>>>>

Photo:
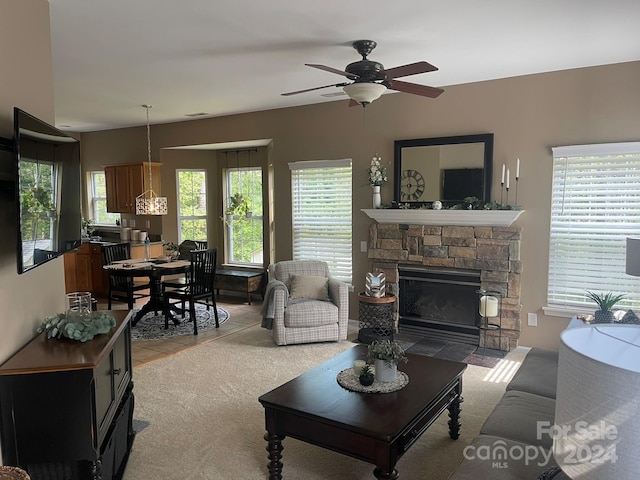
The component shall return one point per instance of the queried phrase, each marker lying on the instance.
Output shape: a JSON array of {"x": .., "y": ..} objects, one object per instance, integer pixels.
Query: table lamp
[{"x": 597, "y": 420}]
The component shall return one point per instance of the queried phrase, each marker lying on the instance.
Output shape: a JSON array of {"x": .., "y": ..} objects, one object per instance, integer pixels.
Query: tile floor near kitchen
[{"x": 242, "y": 315}]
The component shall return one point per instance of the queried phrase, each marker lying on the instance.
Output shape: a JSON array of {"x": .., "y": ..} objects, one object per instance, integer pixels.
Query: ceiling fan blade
[
  {"x": 409, "y": 69},
  {"x": 312, "y": 89},
  {"x": 332, "y": 70},
  {"x": 415, "y": 89}
]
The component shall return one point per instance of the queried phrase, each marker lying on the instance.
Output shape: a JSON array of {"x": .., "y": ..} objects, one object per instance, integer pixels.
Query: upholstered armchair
[{"x": 303, "y": 304}]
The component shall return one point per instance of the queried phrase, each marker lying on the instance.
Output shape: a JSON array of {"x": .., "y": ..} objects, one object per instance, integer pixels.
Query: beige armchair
[{"x": 303, "y": 304}]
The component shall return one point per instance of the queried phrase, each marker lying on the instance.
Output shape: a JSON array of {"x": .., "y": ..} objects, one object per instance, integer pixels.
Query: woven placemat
[{"x": 347, "y": 379}]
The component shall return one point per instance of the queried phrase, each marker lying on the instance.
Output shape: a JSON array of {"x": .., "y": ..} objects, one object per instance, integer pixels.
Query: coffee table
[{"x": 375, "y": 427}]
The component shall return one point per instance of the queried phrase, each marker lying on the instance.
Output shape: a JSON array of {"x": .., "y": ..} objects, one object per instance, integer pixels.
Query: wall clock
[{"x": 412, "y": 185}]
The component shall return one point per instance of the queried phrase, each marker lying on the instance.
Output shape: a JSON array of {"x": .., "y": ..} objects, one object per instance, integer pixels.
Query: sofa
[{"x": 515, "y": 440}]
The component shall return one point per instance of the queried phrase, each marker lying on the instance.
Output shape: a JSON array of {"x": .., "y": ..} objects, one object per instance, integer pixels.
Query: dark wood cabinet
[
  {"x": 67, "y": 406},
  {"x": 83, "y": 270}
]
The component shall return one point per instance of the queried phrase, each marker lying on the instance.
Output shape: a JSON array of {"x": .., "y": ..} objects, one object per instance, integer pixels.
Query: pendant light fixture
[{"x": 148, "y": 203}]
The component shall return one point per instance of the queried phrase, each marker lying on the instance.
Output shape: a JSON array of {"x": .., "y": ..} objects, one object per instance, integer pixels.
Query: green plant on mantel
[
  {"x": 605, "y": 302},
  {"x": 390, "y": 351},
  {"x": 474, "y": 202}
]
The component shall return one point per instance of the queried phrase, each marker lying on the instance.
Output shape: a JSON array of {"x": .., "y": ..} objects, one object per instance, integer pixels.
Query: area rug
[
  {"x": 208, "y": 395},
  {"x": 151, "y": 326}
]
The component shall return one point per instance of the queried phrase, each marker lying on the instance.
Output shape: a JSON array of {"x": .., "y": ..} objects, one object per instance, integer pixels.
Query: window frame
[
  {"x": 181, "y": 217},
  {"x": 93, "y": 198},
  {"x": 336, "y": 246},
  {"x": 228, "y": 229},
  {"x": 595, "y": 198}
]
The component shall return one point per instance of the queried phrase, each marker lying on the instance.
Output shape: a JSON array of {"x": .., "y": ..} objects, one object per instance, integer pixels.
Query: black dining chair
[
  {"x": 121, "y": 287},
  {"x": 186, "y": 247},
  {"x": 198, "y": 288}
]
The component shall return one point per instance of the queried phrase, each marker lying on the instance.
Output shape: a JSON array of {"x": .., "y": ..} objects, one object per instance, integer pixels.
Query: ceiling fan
[{"x": 369, "y": 79}]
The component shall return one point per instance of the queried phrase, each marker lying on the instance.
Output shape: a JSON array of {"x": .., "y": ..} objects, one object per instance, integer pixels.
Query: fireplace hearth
[
  {"x": 461, "y": 260},
  {"x": 439, "y": 303}
]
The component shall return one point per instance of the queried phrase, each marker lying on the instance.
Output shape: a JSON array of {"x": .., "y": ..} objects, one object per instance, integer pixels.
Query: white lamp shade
[
  {"x": 633, "y": 257},
  {"x": 364, "y": 92},
  {"x": 488, "y": 306},
  {"x": 597, "y": 422}
]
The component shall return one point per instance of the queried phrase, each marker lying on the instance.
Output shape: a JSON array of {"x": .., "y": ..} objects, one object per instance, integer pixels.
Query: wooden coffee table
[{"x": 375, "y": 427}]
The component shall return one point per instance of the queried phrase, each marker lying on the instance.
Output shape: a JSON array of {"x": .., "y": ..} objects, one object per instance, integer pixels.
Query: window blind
[
  {"x": 321, "y": 214},
  {"x": 595, "y": 207}
]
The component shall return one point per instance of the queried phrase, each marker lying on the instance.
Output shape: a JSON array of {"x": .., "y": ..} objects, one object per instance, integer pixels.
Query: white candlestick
[{"x": 488, "y": 306}]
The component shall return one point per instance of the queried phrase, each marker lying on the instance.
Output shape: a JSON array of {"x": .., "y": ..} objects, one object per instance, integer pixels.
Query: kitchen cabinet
[
  {"x": 67, "y": 406},
  {"x": 125, "y": 182},
  {"x": 155, "y": 250},
  {"x": 83, "y": 270}
]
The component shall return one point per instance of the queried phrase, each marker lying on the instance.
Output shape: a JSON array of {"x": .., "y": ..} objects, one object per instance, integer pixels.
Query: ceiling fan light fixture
[{"x": 364, "y": 92}]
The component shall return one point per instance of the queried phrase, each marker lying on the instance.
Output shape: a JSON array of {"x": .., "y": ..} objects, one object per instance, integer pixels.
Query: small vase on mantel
[{"x": 376, "y": 196}]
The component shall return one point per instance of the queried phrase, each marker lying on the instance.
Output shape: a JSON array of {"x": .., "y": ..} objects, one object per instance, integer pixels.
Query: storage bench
[{"x": 248, "y": 281}]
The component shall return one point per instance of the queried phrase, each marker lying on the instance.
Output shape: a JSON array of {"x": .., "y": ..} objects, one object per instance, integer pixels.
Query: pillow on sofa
[{"x": 309, "y": 286}]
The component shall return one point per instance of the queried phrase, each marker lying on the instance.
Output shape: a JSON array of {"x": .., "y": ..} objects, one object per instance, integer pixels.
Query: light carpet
[
  {"x": 151, "y": 326},
  {"x": 205, "y": 421}
]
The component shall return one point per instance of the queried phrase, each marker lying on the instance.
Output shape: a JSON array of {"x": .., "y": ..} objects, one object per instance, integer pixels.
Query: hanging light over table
[{"x": 148, "y": 203}]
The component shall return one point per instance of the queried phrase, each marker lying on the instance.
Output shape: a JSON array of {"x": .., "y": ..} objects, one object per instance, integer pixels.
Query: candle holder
[{"x": 490, "y": 306}]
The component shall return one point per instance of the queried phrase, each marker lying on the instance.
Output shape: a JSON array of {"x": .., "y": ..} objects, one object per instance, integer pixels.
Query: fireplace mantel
[{"x": 474, "y": 218}]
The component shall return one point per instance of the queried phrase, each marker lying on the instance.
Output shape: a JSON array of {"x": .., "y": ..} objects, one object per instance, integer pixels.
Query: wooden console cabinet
[
  {"x": 83, "y": 270},
  {"x": 125, "y": 182},
  {"x": 66, "y": 407}
]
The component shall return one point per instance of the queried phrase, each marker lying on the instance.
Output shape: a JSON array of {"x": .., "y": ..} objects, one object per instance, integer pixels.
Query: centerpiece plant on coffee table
[
  {"x": 386, "y": 354},
  {"x": 366, "y": 377},
  {"x": 605, "y": 302}
]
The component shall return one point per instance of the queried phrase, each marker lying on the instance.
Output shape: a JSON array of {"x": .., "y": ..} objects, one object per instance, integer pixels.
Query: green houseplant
[
  {"x": 605, "y": 302},
  {"x": 386, "y": 354},
  {"x": 238, "y": 207}
]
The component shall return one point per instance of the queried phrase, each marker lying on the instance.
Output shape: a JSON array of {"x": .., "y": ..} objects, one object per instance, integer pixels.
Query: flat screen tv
[{"x": 48, "y": 189}]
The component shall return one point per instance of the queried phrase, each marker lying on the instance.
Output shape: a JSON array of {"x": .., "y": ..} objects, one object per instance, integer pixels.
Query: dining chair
[
  {"x": 198, "y": 288},
  {"x": 121, "y": 287},
  {"x": 186, "y": 247}
]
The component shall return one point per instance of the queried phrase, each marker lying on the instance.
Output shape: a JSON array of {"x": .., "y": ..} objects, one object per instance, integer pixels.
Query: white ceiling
[{"x": 227, "y": 57}]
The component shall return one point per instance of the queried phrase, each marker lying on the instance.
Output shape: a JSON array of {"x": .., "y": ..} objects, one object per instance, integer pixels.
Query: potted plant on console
[
  {"x": 605, "y": 302},
  {"x": 386, "y": 354}
]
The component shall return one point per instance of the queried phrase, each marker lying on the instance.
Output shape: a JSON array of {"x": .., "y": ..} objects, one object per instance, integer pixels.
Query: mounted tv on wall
[{"x": 48, "y": 189}]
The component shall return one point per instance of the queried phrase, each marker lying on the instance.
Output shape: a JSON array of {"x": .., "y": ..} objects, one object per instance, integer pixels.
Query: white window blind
[
  {"x": 321, "y": 216},
  {"x": 595, "y": 207}
]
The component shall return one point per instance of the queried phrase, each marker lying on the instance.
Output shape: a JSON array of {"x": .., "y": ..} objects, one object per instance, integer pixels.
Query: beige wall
[
  {"x": 26, "y": 80},
  {"x": 528, "y": 115}
]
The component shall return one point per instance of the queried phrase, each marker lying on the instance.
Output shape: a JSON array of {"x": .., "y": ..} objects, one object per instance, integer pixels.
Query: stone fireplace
[{"x": 457, "y": 260}]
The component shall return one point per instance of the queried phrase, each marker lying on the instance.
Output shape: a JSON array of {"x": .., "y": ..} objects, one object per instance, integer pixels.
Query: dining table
[{"x": 155, "y": 270}]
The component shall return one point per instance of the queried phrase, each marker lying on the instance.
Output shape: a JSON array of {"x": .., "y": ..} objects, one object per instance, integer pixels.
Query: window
[
  {"x": 321, "y": 198},
  {"x": 37, "y": 202},
  {"x": 595, "y": 207},
  {"x": 98, "y": 200},
  {"x": 243, "y": 226},
  {"x": 192, "y": 204}
]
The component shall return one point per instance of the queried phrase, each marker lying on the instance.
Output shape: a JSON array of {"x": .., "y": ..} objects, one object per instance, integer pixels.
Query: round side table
[{"x": 376, "y": 318}]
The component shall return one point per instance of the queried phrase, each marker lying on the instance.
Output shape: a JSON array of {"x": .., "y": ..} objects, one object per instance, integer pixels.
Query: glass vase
[{"x": 376, "y": 196}]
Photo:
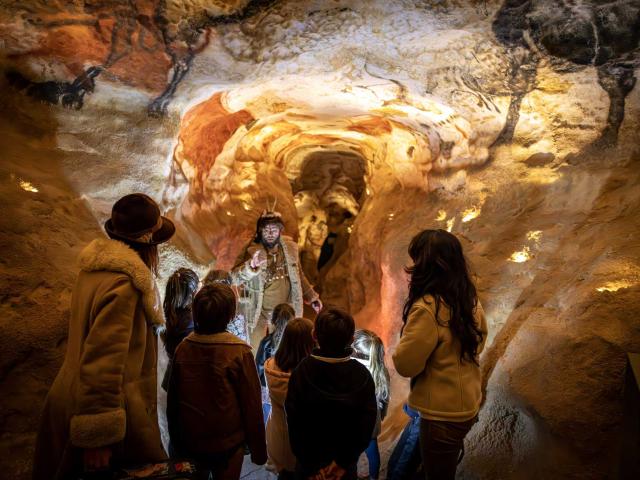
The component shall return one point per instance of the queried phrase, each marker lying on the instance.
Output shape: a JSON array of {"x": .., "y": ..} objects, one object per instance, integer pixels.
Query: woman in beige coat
[
  {"x": 295, "y": 345},
  {"x": 444, "y": 332},
  {"x": 101, "y": 408}
]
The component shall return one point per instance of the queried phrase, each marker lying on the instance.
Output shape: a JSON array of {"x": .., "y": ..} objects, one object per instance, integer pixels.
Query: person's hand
[
  {"x": 316, "y": 305},
  {"x": 259, "y": 258},
  {"x": 97, "y": 458},
  {"x": 332, "y": 471}
]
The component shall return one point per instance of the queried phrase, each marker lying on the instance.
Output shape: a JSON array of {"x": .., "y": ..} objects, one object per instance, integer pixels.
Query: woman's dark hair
[
  {"x": 334, "y": 330},
  {"x": 282, "y": 315},
  {"x": 148, "y": 254},
  {"x": 179, "y": 292},
  {"x": 369, "y": 347},
  {"x": 440, "y": 270},
  {"x": 296, "y": 344},
  {"x": 213, "y": 308}
]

<<<<

> _AIM OF THE TASK_
Report each line in the rows above that contains the word "lamp", copying every such line in full.

> _THE COMPLETED TASK_
Query: table lamp
Query: white lamp shade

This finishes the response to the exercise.